──────── SOURCE ────────
Corey Jackson (born July 16, 2006), better known by his stage name Corey J. or Lil C-Note, is an American rapper and motivational speaker. He is the protégé of Young Thug and Birdman and is currently signed to Fast Life Entertainment. He is best known for his songs "Crank It", "Call'em Crayons" and "Me and My Daddy" as well as for his "If I Can Do It, You Can To" foundation.

Life and career
Born in Jackson, Mississippi, Jackson began showing signs of his talent by the age of 2 while breakdancing to his father's records. At age 4, while going over colors with his father, he told him that he had written a song, namely "Call'em Crayons". After two years of practice and rehearsals, Jackson released his first single at the age of 6. The single was well received and was followed up with successful singles "Crank It", "Me and My Daddy" and "Bank Close" as well as a nationwide tour including performances at Essence Music Festival in New Orleans and Go Figure Music Festival in Dallas, Texas, earning him awards such as the 'Black Celebrity giving award' and the 'Best Kid artist of the Year' award.
────────
◆ REQUIRED WORK
What is the Spanish translation of this sentence from the Corey Jackson biography: "Born in Jackson, Mississippi, Jackson began showing signs of his talent by the age of 2 while breakdancing to his father's records."?
──────── RECORD LIST ────────
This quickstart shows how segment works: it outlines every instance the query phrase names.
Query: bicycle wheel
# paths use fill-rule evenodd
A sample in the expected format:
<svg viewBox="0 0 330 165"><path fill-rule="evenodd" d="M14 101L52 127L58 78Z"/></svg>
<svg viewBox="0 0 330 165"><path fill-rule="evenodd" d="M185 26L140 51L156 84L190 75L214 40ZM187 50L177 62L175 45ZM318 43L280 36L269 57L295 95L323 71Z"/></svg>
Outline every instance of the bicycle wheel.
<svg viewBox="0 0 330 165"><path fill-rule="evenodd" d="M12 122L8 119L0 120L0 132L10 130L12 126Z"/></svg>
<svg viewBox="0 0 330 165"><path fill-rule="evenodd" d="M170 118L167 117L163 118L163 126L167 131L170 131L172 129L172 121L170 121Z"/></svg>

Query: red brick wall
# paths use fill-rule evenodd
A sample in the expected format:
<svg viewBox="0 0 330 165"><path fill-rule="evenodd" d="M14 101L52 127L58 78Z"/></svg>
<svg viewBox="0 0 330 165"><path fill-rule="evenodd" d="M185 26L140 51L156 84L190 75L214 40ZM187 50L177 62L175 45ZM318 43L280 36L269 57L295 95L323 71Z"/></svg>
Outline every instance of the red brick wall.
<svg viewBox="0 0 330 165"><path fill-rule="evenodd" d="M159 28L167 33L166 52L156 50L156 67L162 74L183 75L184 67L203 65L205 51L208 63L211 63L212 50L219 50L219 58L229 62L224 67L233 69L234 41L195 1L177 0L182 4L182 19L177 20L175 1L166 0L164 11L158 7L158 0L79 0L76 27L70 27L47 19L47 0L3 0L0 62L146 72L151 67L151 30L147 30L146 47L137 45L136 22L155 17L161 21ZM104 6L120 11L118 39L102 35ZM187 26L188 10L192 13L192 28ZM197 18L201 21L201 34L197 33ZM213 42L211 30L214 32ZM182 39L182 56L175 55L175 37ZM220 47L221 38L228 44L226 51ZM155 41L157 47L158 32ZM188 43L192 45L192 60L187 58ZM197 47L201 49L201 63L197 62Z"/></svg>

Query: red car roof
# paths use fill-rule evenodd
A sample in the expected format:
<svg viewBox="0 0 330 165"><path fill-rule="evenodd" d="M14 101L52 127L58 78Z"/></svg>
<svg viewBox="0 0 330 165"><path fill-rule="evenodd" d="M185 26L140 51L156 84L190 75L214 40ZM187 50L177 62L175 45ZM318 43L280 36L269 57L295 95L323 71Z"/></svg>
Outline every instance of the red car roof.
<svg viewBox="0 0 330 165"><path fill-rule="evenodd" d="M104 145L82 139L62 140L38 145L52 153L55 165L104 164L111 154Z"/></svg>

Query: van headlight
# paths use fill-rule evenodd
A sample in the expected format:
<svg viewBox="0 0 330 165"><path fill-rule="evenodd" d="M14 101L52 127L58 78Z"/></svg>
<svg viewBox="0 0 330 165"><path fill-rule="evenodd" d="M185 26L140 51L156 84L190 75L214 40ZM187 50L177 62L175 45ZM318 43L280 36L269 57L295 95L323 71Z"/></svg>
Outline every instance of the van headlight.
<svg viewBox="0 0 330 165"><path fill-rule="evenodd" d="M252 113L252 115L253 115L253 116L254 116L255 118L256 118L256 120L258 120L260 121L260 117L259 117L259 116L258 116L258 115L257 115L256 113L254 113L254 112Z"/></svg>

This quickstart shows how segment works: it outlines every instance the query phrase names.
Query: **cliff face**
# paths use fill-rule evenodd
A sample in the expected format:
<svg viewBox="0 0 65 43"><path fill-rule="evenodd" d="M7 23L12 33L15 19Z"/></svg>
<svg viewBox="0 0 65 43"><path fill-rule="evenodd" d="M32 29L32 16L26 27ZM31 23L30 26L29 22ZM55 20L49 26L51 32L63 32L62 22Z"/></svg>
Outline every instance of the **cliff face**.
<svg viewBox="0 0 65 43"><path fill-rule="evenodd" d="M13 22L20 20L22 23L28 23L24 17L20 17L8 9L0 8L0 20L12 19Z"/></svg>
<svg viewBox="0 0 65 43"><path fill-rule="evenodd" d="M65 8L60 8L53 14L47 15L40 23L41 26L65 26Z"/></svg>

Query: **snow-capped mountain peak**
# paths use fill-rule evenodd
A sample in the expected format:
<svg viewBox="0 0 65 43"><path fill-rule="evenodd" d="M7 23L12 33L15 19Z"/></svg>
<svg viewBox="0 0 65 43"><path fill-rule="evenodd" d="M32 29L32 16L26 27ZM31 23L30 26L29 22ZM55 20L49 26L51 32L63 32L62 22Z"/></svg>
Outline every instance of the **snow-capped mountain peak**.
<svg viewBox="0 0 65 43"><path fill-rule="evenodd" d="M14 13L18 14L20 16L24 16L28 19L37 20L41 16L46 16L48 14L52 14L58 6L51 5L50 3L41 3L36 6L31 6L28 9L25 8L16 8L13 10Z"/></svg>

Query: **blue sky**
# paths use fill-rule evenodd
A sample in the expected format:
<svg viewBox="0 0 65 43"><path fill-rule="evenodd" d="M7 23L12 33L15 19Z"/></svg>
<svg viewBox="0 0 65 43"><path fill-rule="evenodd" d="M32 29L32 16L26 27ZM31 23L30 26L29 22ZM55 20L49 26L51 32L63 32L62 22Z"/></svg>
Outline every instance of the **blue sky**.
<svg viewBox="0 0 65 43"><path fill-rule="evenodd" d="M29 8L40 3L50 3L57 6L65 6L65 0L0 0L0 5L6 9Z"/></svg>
────────
◆ ANSWER TO THE TASK
Nacido en Jackson, Misisipi, Jackson comenzó a mostrar señales de su talento a los 2 años mientras bailaba breakdance con los discos de su padre.